━━ Document passage
Meanwhile, Celestia’s none too pleased with Swift and company’s performance and she’s made her displeasure known by reassigning them: Swift and Lullaby are stuck investigating a low-level break-in at the Canterlot Archives, River gets kicked into the bureaucracy, and Twilit is assigned to hunt down a brutal eldrich abomination that’s gorily murdered dozens of guards. Don’t know what he did to get on her bad side.

Throughout all this, at the start of each chapter, we’re treated to a slow drip of information about two unnamed ponies who end up joining the Night Guard—one after years of petty theft and crimes and the other after a failed Royal Guard application—and the bond they formed together and with their CO. And, the infamy of the Longest Night.

Monsters is what I would call a themetic story, that is, there’s a main theme to the story that runs through it. And like most themetic fics, it’s going to beat that theme over your head with a lead pipe like it’s the climax of Biblical Monsters. The theme? There’s monsters, of all kinds, in Equestria. From Celestia, who’s a hang nail away from setting up death camps, to the crazy cult who have killed hundreds, to NMM and her fun trip to the Canterlot Archives to check out some books.

By far, though, the main monsters of the story are the protagonists. For Swift and Lullaby are the two unnamed ponies who join the Night Guard, becoming bat ponies in the process. Monsters, you see, has elected to use the “Luna turned regular ponies into bat ponies using her magic” bat pony creation theory. She also put part of her soul into each one, literally tearing it quite painfully from her very psyche.

Then she turns evil. And that naturally becomes a problem for the 400 ponies who have part of her in them. A “Rape of Nanking and the Dark Eldar have a party” kind of problem. Every evil intention. Every degenerate thought. Every dark fantasy is made real. We get to see our hero literally punt a baby foal out of a window while her mom watches in terror, then rape her into catatonia—the mother, that is. Reading that last sentence, it’s so absurd it sounds like an over-the-top grimdark comedy fic.
━━━━
━━ Record list
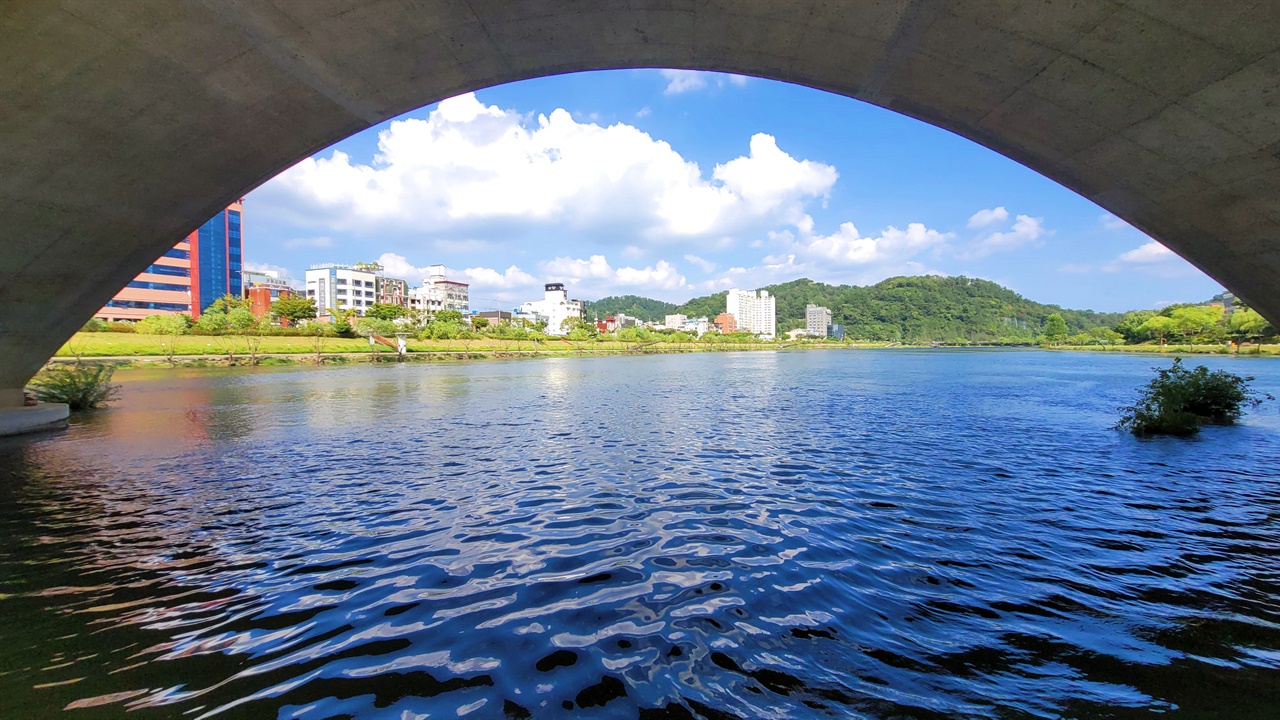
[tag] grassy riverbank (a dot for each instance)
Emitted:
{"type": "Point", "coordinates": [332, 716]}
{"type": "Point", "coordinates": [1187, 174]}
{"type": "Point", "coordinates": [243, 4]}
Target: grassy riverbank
{"type": "Point", "coordinates": [1251, 350]}
{"type": "Point", "coordinates": [132, 349]}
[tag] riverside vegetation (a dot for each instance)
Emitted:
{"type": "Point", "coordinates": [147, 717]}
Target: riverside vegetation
{"type": "Point", "coordinates": [1179, 400]}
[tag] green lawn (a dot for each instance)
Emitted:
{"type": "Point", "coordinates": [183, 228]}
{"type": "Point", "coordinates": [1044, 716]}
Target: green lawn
{"type": "Point", "coordinates": [132, 345]}
{"type": "Point", "coordinates": [1266, 350]}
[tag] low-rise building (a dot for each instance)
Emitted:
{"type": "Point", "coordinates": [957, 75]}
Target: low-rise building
{"type": "Point", "coordinates": [553, 309]}
{"type": "Point", "coordinates": [438, 292]}
{"type": "Point", "coordinates": [339, 287]}
{"type": "Point", "coordinates": [261, 297]}
{"type": "Point", "coordinates": [816, 320]}
{"type": "Point", "coordinates": [696, 326]}
{"type": "Point", "coordinates": [391, 291]}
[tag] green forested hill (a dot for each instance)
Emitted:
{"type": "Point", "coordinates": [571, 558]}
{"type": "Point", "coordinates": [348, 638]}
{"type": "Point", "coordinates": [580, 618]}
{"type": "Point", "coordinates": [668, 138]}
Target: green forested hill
{"type": "Point", "coordinates": [917, 309]}
{"type": "Point", "coordinates": [644, 308]}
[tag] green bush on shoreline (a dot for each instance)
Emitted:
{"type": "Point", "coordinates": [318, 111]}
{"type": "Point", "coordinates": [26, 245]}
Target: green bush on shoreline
{"type": "Point", "coordinates": [81, 387]}
{"type": "Point", "coordinates": [1179, 400]}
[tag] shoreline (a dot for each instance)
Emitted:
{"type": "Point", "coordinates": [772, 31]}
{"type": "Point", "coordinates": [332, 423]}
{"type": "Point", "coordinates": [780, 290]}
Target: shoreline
{"type": "Point", "coordinates": [353, 358]}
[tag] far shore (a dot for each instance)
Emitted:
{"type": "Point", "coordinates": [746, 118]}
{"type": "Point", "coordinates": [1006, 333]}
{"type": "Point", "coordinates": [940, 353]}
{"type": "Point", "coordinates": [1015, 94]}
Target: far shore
{"type": "Point", "coordinates": [132, 350]}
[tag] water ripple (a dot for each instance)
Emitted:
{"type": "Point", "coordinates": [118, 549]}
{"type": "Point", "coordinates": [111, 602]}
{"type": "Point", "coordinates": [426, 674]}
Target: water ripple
{"type": "Point", "coordinates": [900, 534]}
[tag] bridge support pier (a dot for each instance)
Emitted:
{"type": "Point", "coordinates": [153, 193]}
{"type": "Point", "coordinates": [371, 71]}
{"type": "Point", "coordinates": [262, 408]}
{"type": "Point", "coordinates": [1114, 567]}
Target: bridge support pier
{"type": "Point", "coordinates": [17, 418]}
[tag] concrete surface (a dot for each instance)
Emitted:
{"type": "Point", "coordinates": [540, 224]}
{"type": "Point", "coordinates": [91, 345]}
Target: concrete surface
{"type": "Point", "coordinates": [37, 418]}
{"type": "Point", "coordinates": [124, 124]}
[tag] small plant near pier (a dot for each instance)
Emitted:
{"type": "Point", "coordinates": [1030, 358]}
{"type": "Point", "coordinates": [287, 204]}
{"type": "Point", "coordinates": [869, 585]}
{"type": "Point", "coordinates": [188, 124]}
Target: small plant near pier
{"type": "Point", "coordinates": [82, 387]}
{"type": "Point", "coordinates": [1179, 400]}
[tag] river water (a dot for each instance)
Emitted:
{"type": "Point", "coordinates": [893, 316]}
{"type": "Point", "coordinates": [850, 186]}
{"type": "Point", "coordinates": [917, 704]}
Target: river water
{"type": "Point", "coordinates": [758, 534]}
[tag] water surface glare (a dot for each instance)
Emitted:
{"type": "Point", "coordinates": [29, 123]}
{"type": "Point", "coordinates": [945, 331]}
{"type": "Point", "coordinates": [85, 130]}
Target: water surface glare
{"type": "Point", "coordinates": [760, 534]}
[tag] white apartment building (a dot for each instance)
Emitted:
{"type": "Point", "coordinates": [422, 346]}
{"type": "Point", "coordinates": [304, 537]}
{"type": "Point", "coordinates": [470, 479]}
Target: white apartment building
{"type": "Point", "coordinates": [817, 319]}
{"type": "Point", "coordinates": [438, 294]}
{"type": "Point", "coordinates": [338, 287]}
{"type": "Point", "coordinates": [754, 311]}
{"type": "Point", "coordinates": [554, 308]}
{"type": "Point", "coordinates": [696, 326]}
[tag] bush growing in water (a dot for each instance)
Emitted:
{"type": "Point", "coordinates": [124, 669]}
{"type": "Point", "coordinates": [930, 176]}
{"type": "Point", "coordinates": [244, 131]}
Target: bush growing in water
{"type": "Point", "coordinates": [1178, 401]}
{"type": "Point", "coordinates": [82, 387]}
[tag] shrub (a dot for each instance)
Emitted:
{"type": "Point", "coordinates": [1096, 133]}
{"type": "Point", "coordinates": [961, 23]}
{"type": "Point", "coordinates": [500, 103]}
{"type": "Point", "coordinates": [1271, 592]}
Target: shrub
{"type": "Point", "coordinates": [82, 387]}
{"type": "Point", "coordinates": [1178, 401]}
{"type": "Point", "coordinates": [163, 324]}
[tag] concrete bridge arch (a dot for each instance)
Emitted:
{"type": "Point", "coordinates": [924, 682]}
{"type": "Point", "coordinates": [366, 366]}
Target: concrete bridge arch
{"type": "Point", "coordinates": [124, 124]}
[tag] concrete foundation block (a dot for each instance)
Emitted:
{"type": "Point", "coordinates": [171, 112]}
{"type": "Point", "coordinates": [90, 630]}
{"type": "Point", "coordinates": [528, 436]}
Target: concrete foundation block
{"type": "Point", "coordinates": [37, 418]}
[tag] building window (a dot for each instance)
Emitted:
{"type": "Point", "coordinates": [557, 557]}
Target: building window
{"type": "Point", "coordinates": [141, 285]}
{"type": "Point", "coordinates": [169, 270]}
{"type": "Point", "coordinates": [141, 305]}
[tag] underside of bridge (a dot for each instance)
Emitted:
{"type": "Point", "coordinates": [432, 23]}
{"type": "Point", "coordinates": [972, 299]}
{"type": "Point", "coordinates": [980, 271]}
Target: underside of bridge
{"type": "Point", "coordinates": [126, 124]}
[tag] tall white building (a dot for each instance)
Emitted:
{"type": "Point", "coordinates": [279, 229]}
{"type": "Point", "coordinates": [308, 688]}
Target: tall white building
{"type": "Point", "coordinates": [554, 308]}
{"type": "Point", "coordinates": [754, 313]}
{"type": "Point", "coordinates": [437, 294]}
{"type": "Point", "coordinates": [817, 319]}
{"type": "Point", "coordinates": [339, 287]}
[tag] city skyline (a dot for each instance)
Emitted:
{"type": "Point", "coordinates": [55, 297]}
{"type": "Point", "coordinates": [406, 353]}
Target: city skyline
{"type": "Point", "coordinates": [675, 185]}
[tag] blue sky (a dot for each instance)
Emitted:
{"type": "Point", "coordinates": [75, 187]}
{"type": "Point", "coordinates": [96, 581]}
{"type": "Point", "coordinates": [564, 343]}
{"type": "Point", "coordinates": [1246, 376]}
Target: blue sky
{"type": "Point", "coordinates": [672, 185]}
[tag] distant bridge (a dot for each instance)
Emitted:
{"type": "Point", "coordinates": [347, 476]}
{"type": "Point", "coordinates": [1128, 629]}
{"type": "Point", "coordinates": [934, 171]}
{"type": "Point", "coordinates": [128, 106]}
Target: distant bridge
{"type": "Point", "coordinates": [126, 124]}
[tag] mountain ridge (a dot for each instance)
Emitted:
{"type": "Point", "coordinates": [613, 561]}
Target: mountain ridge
{"type": "Point", "coordinates": [906, 309]}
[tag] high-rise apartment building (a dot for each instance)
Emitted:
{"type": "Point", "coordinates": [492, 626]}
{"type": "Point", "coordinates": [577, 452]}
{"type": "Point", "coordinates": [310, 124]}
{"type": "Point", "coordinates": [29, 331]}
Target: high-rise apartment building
{"type": "Point", "coordinates": [754, 311]}
{"type": "Point", "coordinates": [817, 319]}
{"type": "Point", "coordinates": [438, 292]}
{"type": "Point", "coordinates": [201, 268]}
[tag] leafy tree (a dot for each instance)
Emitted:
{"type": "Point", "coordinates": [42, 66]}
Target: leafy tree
{"type": "Point", "coordinates": [295, 309]}
{"type": "Point", "coordinates": [1159, 326]}
{"type": "Point", "coordinates": [1248, 324]}
{"type": "Point", "coordinates": [1130, 327]}
{"type": "Point", "coordinates": [240, 319]}
{"type": "Point", "coordinates": [1191, 320]}
{"type": "Point", "coordinates": [1105, 336]}
{"type": "Point", "coordinates": [1055, 328]}
{"type": "Point", "coordinates": [376, 326]}
{"type": "Point", "coordinates": [644, 308]}
{"type": "Point", "coordinates": [164, 324]}
{"type": "Point", "coordinates": [213, 322]}
{"type": "Point", "coordinates": [385, 311]}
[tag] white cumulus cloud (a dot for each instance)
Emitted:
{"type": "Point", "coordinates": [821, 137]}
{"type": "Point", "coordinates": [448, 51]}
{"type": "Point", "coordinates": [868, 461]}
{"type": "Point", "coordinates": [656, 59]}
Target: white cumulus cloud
━━━━
→ **Problem A**
According to the review, what are Swift and Lullaby assigned to investigate?
→ **Problem B**
Reproduce the review's wording from "Monsters is what" up to and including "out some books.".
The material that comes after the review stands apart from it.

→ **Exercise result A**
A low-level break-in at the Canterlot Archives.

→ **Exercise result B**
Monsters is what I would call a themetic story, that is, there’s a main theme to the story that runs through it. And like most themetic fics, it’s going to beat that theme over your head with a lead pipe like it’s the climax of Biblical Monsters. The theme? There’s monsters, of all kinds, in Equestria. From Celestia, who’s a hang nail away from setting up death camps, to the crazy cult who have killed hundreds, to NMM and her fun trip to the Canterlot Archives to check out some books.